Segment Open

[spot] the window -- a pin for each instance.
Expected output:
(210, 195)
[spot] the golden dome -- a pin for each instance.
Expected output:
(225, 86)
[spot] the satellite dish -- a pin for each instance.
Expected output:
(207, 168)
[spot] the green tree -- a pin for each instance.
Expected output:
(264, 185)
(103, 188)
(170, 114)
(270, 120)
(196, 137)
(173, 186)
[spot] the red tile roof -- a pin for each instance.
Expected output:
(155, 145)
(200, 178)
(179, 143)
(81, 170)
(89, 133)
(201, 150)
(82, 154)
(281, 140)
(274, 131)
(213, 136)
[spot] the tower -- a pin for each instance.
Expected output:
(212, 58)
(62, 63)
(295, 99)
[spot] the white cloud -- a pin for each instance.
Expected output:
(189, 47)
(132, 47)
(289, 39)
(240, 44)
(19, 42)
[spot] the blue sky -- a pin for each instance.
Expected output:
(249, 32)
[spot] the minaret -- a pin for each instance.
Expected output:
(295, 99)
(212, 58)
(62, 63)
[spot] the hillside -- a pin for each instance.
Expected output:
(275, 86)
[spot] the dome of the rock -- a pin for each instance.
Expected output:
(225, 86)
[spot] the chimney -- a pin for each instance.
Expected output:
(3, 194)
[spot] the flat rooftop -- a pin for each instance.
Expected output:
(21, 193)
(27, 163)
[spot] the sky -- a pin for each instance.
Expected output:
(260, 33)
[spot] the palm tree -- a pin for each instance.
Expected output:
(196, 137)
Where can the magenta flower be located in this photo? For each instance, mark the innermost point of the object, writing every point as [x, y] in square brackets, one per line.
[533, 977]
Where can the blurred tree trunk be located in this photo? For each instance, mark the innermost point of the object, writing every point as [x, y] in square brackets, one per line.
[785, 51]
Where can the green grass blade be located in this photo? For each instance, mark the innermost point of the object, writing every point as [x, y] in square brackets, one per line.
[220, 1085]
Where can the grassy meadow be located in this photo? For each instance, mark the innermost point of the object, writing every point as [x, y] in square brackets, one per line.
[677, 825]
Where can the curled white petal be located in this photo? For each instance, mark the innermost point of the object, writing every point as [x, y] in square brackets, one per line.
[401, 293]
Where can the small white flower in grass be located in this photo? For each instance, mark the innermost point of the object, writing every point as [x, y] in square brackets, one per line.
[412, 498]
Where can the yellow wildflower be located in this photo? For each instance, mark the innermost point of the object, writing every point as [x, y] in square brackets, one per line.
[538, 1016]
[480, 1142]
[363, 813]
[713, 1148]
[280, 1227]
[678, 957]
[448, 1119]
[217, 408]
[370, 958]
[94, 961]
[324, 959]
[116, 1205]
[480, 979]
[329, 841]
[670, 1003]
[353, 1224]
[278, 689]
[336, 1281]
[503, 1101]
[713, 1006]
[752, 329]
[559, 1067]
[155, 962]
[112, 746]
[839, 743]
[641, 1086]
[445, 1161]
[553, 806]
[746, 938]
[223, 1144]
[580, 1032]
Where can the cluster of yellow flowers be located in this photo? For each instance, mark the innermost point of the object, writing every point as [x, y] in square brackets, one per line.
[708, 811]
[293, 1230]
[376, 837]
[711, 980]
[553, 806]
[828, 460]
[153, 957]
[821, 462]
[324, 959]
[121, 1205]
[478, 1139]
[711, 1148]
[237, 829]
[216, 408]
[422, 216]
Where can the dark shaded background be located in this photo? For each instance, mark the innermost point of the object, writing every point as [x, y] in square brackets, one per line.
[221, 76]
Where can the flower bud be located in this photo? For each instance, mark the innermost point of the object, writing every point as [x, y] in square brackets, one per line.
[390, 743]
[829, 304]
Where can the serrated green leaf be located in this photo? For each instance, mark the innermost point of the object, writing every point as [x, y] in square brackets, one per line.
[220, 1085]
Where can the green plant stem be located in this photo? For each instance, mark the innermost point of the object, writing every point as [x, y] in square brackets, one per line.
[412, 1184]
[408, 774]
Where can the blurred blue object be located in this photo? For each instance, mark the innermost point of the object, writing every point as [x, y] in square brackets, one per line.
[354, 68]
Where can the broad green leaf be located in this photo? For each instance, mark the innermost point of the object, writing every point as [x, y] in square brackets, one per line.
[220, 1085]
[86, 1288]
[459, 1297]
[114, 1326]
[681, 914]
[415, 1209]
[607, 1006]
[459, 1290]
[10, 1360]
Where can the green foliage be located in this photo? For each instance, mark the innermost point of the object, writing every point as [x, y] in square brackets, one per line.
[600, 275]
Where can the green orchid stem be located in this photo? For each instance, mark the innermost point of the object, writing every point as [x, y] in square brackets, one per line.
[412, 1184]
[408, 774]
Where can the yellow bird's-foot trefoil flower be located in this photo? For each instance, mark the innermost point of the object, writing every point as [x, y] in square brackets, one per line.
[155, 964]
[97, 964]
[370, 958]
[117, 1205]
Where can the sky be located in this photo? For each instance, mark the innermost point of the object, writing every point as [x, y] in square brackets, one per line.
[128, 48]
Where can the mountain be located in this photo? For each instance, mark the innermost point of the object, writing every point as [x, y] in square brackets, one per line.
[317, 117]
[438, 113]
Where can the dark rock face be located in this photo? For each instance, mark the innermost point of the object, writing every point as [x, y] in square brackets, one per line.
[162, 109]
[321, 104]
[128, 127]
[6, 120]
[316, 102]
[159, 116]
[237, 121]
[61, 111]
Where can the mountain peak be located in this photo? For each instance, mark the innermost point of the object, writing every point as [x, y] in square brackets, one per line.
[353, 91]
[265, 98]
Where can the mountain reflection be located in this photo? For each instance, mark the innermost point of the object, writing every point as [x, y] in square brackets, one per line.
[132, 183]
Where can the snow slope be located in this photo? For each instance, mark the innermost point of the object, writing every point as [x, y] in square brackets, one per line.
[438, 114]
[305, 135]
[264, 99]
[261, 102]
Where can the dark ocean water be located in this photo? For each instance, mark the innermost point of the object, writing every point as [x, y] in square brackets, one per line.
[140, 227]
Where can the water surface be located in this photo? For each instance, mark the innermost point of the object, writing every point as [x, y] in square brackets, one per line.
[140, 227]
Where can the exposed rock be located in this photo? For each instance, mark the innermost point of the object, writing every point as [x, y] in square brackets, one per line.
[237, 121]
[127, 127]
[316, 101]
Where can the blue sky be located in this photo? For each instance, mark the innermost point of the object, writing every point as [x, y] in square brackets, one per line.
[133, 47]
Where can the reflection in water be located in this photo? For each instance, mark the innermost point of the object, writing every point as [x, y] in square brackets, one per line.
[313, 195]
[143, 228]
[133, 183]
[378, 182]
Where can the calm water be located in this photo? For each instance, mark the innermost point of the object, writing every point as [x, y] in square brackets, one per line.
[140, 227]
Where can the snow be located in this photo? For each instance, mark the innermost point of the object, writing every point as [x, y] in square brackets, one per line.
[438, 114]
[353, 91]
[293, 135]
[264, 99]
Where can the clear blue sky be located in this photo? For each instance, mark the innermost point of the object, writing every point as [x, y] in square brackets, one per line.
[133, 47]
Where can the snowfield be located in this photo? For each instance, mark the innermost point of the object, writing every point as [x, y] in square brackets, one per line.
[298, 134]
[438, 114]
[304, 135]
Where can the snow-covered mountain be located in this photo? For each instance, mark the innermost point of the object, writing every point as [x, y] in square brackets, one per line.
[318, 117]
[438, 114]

Segment Closed
Segment Open

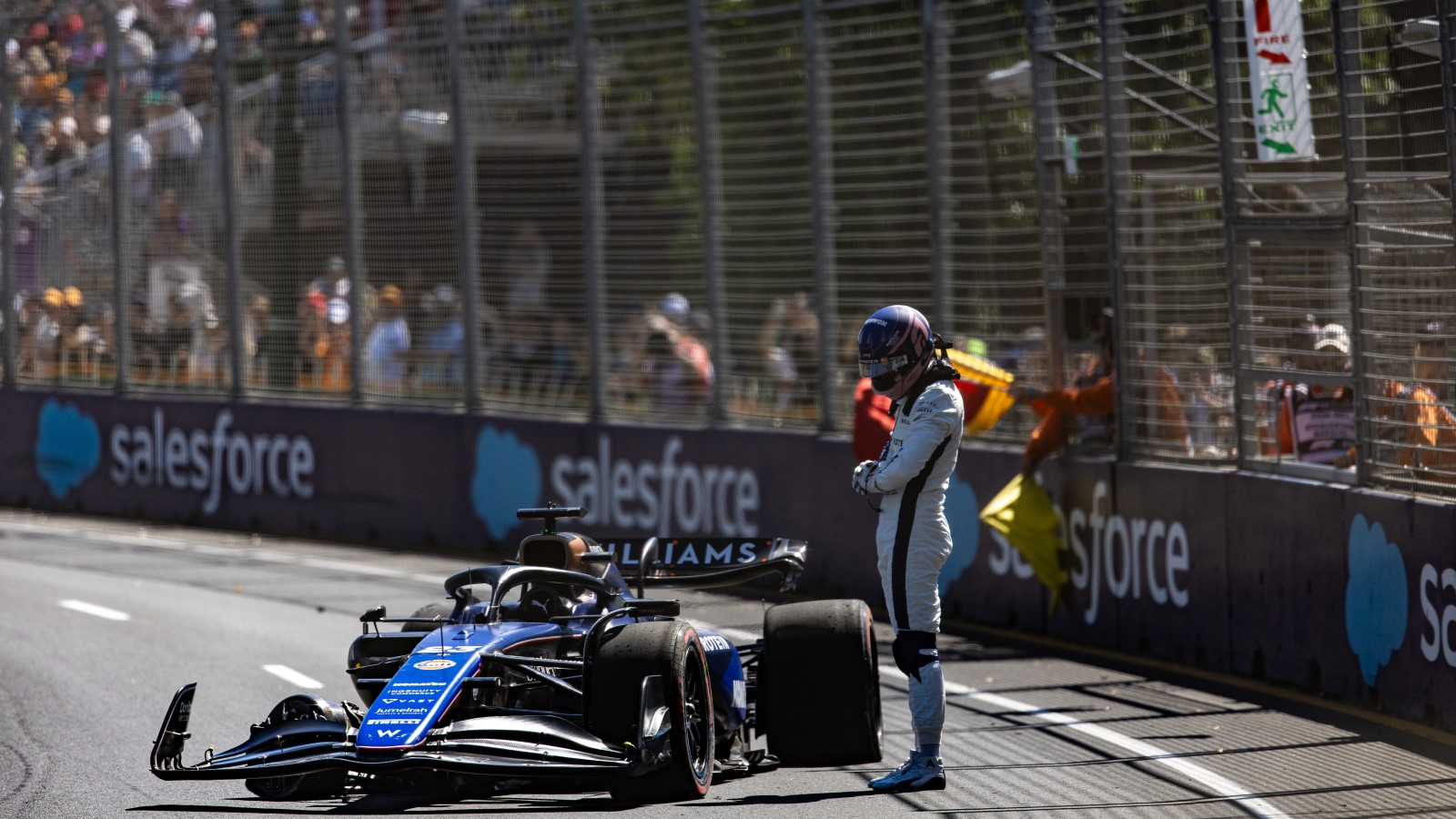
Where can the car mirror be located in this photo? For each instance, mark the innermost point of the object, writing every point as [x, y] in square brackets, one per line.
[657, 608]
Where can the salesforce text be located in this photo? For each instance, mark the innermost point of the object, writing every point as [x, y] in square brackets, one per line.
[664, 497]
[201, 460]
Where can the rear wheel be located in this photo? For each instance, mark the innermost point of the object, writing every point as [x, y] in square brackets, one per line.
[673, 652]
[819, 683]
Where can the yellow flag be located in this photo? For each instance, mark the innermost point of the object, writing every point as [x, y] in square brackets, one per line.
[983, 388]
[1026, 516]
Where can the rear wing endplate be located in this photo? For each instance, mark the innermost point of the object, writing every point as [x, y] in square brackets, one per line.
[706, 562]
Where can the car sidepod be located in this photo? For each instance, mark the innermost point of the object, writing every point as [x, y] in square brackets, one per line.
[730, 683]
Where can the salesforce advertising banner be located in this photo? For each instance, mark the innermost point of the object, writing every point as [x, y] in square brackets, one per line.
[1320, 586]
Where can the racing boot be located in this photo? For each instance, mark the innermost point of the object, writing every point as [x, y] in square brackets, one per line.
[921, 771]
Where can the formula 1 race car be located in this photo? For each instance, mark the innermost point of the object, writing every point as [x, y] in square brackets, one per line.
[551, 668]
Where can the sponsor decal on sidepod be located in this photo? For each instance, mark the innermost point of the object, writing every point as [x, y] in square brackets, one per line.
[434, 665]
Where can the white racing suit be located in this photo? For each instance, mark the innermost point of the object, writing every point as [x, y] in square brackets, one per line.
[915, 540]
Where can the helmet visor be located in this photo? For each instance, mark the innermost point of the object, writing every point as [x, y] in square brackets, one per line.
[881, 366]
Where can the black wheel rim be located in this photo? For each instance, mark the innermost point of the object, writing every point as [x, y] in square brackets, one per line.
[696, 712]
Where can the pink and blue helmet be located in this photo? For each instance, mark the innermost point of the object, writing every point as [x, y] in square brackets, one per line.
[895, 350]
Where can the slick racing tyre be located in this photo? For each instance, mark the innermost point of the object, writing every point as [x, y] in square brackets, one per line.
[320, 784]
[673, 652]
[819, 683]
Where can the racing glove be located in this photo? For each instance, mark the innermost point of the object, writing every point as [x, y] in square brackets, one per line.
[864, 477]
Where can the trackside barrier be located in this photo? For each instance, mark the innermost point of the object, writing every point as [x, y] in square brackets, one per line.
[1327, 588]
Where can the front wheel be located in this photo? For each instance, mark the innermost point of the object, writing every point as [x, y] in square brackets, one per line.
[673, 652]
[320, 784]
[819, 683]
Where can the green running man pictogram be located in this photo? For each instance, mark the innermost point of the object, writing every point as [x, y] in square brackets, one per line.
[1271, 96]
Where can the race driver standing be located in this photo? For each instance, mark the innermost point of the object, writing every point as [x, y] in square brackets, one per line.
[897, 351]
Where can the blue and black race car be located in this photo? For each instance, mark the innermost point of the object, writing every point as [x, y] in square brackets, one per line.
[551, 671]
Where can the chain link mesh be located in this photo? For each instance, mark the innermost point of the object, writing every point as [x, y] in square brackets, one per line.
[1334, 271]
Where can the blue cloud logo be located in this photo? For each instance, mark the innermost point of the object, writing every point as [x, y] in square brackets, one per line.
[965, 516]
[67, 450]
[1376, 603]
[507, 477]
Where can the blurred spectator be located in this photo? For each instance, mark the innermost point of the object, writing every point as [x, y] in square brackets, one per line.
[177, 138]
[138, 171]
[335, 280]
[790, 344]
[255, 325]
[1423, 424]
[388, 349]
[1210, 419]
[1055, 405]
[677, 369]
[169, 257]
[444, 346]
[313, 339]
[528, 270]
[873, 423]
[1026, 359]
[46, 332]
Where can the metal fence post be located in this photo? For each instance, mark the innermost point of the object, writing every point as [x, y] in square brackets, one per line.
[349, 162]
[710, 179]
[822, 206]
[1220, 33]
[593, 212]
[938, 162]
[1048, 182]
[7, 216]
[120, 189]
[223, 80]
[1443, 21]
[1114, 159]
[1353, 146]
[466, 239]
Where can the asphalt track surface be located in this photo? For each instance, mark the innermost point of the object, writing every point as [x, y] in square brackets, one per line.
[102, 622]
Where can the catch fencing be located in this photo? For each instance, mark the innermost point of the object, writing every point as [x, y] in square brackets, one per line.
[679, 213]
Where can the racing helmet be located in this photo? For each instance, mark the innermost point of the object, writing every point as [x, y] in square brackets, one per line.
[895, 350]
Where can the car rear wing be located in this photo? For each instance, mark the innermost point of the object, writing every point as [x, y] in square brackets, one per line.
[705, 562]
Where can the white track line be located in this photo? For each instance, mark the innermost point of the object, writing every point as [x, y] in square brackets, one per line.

Segment Closed

Aim of the exercise: Wherever a line of the data holds "dome", copy that line.

Task answer:
[spot] the golden dome -- a pin for each instance.
[spot] the dome of the rock -- a pin for each instance.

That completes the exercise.